> **Task**
Return, unchanged, every line from the one containing "player in white" through the one containing "[380, 178, 428, 259]", inclusive.

> **Recorded data**
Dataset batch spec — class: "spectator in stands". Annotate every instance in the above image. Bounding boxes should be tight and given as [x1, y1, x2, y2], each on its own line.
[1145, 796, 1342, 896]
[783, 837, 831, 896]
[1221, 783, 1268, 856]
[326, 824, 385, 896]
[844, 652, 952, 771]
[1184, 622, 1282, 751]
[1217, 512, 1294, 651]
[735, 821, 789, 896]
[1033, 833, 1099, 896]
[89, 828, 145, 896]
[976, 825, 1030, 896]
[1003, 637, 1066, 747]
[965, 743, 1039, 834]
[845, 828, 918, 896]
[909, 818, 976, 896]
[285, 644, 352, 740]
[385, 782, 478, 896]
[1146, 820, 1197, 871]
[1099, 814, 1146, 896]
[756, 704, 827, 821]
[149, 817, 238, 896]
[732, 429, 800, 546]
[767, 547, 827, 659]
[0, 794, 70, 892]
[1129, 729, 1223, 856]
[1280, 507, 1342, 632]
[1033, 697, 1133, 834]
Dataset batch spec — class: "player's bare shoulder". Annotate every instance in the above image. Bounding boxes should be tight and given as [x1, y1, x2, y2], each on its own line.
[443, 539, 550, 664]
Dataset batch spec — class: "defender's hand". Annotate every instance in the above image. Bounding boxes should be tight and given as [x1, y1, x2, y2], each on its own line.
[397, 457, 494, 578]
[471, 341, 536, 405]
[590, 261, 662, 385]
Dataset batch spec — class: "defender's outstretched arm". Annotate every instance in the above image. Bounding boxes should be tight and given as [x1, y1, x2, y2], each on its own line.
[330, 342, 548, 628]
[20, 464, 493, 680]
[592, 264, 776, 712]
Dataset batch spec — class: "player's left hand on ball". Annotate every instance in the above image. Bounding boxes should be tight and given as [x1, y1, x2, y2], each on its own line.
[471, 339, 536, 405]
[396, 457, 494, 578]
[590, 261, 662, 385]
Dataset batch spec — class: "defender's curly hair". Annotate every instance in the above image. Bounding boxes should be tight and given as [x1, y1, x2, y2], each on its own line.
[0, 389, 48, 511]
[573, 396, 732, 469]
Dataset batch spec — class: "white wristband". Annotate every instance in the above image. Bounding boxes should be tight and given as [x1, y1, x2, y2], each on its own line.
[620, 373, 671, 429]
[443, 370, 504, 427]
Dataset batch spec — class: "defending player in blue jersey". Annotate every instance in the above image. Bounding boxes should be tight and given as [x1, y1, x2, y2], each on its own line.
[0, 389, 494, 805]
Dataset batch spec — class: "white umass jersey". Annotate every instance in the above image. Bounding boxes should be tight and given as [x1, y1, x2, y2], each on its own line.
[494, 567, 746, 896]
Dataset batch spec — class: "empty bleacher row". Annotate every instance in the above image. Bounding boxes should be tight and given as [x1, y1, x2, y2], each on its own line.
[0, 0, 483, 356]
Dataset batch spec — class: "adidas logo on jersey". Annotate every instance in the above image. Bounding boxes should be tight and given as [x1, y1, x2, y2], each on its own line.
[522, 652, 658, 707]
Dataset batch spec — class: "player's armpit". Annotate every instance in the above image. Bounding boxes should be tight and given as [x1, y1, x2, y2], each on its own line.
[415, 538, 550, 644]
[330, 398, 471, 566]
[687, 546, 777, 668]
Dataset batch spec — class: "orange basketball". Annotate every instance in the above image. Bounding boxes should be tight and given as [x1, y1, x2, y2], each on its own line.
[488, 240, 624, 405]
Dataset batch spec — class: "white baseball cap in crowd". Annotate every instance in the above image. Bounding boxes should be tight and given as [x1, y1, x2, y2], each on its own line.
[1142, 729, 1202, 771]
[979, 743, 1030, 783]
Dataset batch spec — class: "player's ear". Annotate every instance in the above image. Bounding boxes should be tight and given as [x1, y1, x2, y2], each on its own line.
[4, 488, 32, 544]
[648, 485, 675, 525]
* * *
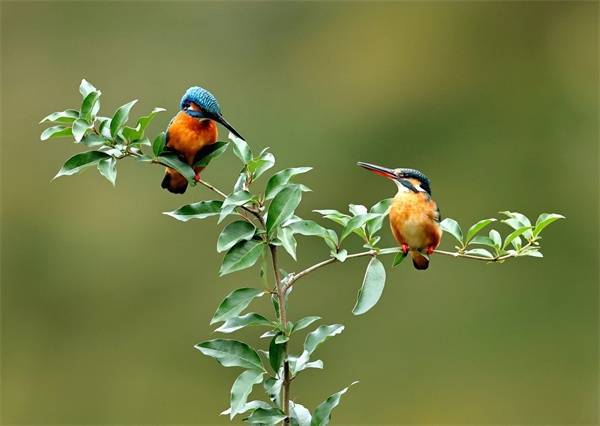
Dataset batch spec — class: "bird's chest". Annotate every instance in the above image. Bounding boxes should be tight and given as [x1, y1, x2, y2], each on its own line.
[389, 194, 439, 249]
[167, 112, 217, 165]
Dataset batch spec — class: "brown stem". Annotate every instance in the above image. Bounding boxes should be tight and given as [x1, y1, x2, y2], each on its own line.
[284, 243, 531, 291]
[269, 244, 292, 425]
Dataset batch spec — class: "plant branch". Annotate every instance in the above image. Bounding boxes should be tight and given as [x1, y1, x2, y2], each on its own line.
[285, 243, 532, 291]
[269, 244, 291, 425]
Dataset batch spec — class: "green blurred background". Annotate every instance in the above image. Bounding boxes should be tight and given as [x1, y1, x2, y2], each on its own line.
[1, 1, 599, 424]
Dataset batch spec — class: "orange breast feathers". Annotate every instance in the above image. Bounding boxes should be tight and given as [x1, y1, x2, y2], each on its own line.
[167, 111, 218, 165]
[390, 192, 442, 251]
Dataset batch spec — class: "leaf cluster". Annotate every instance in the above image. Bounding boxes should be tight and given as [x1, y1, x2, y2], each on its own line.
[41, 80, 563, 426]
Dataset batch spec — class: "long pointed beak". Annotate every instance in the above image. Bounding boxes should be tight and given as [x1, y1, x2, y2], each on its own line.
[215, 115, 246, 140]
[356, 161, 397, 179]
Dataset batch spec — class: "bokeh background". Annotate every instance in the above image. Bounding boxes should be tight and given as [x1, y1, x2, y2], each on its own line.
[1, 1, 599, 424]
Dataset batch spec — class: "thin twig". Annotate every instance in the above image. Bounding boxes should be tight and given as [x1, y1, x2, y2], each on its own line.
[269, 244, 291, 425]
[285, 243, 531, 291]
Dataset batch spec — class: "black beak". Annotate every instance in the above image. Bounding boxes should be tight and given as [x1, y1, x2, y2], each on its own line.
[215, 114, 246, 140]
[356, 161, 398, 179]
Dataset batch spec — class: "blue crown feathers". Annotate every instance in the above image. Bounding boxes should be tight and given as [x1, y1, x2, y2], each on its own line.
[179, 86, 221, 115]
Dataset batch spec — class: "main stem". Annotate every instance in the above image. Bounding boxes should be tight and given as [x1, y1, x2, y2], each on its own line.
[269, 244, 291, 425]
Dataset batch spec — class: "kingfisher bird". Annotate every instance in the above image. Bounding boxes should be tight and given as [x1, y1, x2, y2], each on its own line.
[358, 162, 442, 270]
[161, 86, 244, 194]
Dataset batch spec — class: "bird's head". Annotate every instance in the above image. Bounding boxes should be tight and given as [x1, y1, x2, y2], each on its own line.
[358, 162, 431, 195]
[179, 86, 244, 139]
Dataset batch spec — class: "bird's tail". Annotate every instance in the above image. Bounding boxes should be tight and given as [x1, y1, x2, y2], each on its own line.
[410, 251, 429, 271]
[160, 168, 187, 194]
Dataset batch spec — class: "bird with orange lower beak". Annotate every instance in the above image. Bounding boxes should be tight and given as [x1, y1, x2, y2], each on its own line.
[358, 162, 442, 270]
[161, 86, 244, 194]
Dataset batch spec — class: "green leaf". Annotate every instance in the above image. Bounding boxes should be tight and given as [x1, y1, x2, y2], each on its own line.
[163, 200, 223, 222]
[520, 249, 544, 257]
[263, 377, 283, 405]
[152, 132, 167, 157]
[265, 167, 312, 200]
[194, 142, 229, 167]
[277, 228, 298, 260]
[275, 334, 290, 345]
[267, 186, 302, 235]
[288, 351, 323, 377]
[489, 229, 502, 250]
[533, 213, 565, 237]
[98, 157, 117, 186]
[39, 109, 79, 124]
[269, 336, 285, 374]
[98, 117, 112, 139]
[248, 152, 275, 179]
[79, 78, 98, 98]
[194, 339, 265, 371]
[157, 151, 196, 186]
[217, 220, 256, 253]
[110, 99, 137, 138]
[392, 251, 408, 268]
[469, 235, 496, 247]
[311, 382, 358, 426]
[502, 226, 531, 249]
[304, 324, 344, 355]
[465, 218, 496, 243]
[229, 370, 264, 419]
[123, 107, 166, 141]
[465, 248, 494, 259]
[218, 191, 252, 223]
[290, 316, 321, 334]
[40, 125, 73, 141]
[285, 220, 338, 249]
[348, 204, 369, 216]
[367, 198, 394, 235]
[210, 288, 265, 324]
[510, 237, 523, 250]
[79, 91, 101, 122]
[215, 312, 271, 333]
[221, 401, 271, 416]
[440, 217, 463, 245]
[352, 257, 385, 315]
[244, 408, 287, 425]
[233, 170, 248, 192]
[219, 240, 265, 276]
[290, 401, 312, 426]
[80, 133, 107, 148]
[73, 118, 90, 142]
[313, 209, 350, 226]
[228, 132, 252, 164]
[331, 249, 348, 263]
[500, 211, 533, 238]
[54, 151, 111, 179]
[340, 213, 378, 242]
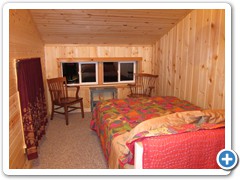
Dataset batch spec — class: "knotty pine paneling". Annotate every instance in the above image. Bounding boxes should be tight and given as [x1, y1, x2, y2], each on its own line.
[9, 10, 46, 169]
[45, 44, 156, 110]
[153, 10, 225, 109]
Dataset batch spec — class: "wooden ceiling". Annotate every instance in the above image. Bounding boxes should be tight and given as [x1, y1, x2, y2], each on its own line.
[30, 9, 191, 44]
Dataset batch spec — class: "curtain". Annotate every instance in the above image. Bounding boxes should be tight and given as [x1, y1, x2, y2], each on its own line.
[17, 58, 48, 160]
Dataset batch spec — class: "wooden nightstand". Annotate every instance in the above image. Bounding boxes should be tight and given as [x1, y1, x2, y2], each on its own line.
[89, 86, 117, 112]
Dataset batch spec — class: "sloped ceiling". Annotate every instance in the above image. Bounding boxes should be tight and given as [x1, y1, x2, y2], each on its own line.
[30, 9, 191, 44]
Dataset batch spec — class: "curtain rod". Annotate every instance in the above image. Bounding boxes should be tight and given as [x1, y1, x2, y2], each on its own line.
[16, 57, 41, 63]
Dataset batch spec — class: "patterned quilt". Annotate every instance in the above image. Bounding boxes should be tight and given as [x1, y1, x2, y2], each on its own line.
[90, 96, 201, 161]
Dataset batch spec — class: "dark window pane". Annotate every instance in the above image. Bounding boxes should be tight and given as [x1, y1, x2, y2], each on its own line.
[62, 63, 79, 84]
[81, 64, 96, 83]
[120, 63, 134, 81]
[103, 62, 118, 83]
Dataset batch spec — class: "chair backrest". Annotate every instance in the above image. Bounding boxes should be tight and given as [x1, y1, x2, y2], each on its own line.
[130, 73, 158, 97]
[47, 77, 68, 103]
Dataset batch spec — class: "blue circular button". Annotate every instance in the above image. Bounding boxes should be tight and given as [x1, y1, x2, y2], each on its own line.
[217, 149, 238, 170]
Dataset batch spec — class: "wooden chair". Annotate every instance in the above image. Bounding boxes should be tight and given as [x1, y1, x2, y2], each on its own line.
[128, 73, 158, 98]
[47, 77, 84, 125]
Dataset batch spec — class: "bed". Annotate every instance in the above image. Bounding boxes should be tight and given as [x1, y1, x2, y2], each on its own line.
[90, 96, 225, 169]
--
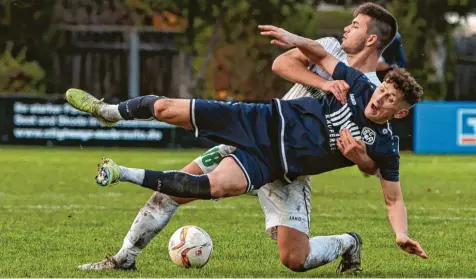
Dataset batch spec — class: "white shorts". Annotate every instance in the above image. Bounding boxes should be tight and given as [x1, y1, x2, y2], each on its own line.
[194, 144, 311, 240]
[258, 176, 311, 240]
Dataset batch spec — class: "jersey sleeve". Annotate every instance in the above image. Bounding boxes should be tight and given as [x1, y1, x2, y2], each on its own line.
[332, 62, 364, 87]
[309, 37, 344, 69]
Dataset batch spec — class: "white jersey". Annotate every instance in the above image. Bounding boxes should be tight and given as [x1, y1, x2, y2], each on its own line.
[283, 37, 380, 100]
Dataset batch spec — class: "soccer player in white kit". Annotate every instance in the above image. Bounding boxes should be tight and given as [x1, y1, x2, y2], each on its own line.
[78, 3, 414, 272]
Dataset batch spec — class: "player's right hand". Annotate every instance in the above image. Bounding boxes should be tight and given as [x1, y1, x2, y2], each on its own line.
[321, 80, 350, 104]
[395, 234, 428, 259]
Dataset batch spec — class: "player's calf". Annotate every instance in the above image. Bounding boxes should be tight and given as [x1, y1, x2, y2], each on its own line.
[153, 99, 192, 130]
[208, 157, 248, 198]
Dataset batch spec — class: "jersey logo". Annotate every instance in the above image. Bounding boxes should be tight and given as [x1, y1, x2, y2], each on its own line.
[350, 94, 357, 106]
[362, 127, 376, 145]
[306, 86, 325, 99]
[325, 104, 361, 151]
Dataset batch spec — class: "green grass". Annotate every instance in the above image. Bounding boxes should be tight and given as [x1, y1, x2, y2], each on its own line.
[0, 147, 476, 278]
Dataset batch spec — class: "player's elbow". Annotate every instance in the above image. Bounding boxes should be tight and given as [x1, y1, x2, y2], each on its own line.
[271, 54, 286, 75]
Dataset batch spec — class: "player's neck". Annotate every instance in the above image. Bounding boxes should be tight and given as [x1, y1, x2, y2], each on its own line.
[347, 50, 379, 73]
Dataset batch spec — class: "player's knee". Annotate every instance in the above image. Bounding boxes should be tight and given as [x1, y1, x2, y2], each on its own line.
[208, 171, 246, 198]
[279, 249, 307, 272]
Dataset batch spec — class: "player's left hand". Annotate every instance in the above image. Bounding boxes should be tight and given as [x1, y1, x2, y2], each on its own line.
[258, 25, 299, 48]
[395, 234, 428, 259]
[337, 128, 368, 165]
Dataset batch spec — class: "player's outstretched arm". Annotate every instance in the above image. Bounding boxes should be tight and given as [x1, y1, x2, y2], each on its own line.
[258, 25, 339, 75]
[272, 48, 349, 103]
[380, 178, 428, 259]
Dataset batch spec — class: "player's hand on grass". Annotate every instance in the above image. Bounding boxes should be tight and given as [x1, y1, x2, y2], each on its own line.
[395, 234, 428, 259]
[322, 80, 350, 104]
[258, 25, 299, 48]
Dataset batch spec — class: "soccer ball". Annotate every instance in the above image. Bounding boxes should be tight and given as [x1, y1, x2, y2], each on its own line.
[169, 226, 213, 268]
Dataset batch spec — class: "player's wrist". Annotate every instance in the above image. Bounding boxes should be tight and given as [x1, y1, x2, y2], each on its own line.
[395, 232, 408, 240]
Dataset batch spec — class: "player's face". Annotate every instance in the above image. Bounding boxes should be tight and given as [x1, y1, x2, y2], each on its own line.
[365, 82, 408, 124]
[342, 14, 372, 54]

> **Result of this task**
Dataset batch spec — class: "soccer player in white kit". Annotate every instance in the above image. Bounding boxes should be tight and given as [x1, y1, x2, y2], each on its own line.
[78, 3, 414, 272]
Dataset batch spec — class: "player's right hand". Annotate every instance in the above image. Bounding boxes should be tight and given as [x1, y1, x2, y2], each on its own line.
[321, 80, 350, 104]
[395, 234, 428, 259]
Dataset batch spec — class: "player's calf". Annotate every instance in the above image. Bounding boxes should be tight and given as [x1, y1, x2, y2], each on its own line.
[153, 99, 192, 130]
[208, 157, 248, 198]
Dataset batch spec — class: "jersey logo". Annotate every instance in the above image. Bounding boxes should be tight and given as [x1, y1, x2, y2], each on its own line.
[350, 94, 357, 106]
[362, 127, 376, 145]
[306, 86, 325, 99]
[325, 104, 361, 151]
Dataset batch spec — class: "green grass". Annotate every instance in the above image. Bounding boxes should be tight and given as [x1, y1, x2, y2], each on its own line.
[0, 147, 476, 278]
Dataset batch spec — class: "player's elbow". Annotate every instance in the above image. Bounding boxes should be tight and given as [x1, y1, x2, y2], each on its own line.
[271, 54, 286, 75]
Dataset batch spec — class: "player's neck". Annotate every instance in the above image. Bounding boxes should be tight and given as [x1, y1, x2, y2], each on its own line.
[347, 50, 379, 73]
Dataset batch spec — class: "player's knee". Annotate every instance in the above image. Bounding boxes should be tight and given as [x1, y1, x2, y2], each on its own line.
[208, 171, 246, 198]
[279, 249, 307, 272]
Dataset batch spec — class: "player's left hand". Annotate every instance in the above image. Bounding boxes should be tight and given as [x1, y1, x2, y2], each on its own line.
[258, 25, 299, 48]
[395, 234, 428, 259]
[337, 128, 368, 165]
Dataset batch spec — class: "player's outstretched arm". Annotate every instance in the above image. Bounding boxes should be tight and given as [x1, y1, x2, y2], each on its own line.
[258, 25, 339, 75]
[272, 48, 349, 103]
[380, 178, 428, 259]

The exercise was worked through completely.